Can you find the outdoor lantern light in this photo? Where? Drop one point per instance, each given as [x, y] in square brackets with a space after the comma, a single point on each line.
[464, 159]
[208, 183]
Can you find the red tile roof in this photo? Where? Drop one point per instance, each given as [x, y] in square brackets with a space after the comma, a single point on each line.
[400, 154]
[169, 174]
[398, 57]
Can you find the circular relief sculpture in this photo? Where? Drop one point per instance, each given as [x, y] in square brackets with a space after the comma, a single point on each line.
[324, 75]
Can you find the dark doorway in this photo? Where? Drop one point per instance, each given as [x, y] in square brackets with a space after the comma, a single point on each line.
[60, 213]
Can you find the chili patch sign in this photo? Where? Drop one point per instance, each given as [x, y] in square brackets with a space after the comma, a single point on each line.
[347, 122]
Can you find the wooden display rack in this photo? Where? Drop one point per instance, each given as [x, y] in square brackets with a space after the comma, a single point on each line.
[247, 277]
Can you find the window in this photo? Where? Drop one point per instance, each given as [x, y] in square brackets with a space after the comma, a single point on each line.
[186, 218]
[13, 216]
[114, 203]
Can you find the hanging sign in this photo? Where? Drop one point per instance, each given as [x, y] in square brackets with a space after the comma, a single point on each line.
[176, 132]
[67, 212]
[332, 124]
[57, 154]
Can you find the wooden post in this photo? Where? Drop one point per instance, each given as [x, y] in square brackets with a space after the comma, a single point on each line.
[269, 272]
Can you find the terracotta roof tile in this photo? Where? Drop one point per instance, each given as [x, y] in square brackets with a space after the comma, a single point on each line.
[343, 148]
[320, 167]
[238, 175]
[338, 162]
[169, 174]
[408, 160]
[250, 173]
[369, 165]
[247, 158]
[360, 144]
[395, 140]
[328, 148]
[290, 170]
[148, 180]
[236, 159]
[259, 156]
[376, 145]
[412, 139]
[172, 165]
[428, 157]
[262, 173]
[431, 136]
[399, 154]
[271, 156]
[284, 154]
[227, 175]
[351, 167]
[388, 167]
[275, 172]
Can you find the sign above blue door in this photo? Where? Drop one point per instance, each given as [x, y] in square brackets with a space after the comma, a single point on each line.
+ + + + + + +
### About this exercise
For the records above, restate every line word for word.

### Written answer
Can you find the outdoor lantern light in this photo? Where? Drop one point per instance, each given as [x, y] in square brackets with a space after the comma, a single point on each line.
[464, 159]
[208, 183]
Can you find the red tile roof in this photo? Where? Drop one point per instance, each given as [x, y] in square brackets with a space after the comma, a single point on each line.
[400, 154]
[169, 174]
[398, 57]
Can you find the circular relief sculpture in this photo? Where? Drop one point per instance, each given as [x, y] in square brackets with a space after the comma, a single point on each line.
[324, 75]
Can you find the dark doorway in this photo? Where? Drop one point per instance, each given as [x, y] in square brackets with a space after the comma, a single point on each line.
[60, 213]
Can you find the chili patch sign in this photo? Where? Drop one point per instance, each given as [x, y] in square brackets with a space after the comma, a single point on each line.
[347, 122]
Can you find the wooden display rack in this photo? Where? Drop one point per instance, each given as [x, y] in square brackets with a space after the comma, a single point on each line.
[247, 277]
Can you find the window in this photo? Where? Drop one point per instance, each given as [x, y] in square brackets with a space after the comma, a single point on each line.
[186, 218]
[13, 216]
[114, 203]
Can you find the hanging sign in this photo? Where? Drop one point per instance, each given as [x, y] in square brackets with a space after the comma, a single point on each line.
[176, 132]
[67, 212]
[332, 124]
[57, 154]
Can you find the wooden post in this photo? Where? Drop one point per instance, each given as [x, y] in square brackets with a space after the comma, a single point on each line.
[269, 272]
Can you find the terracotta roof tile in this photo? Where? Drop one point per instance, each given as [x, y] in square brackets with a space after the comma, a single point on each line.
[343, 148]
[320, 167]
[238, 175]
[338, 162]
[169, 174]
[408, 160]
[250, 173]
[369, 165]
[247, 158]
[360, 144]
[395, 140]
[328, 148]
[290, 170]
[148, 180]
[236, 159]
[259, 156]
[376, 145]
[412, 139]
[172, 165]
[428, 157]
[262, 173]
[431, 136]
[399, 154]
[271, 156]
[284, 154]
[227, 175]
[351, 167]
[388, 167]
[275, 172]
Can you find the sign above blue door in this photo? Where? Drop one point per instance, each given as [x, y] in square brackets with a space after the comma, a single point on each line.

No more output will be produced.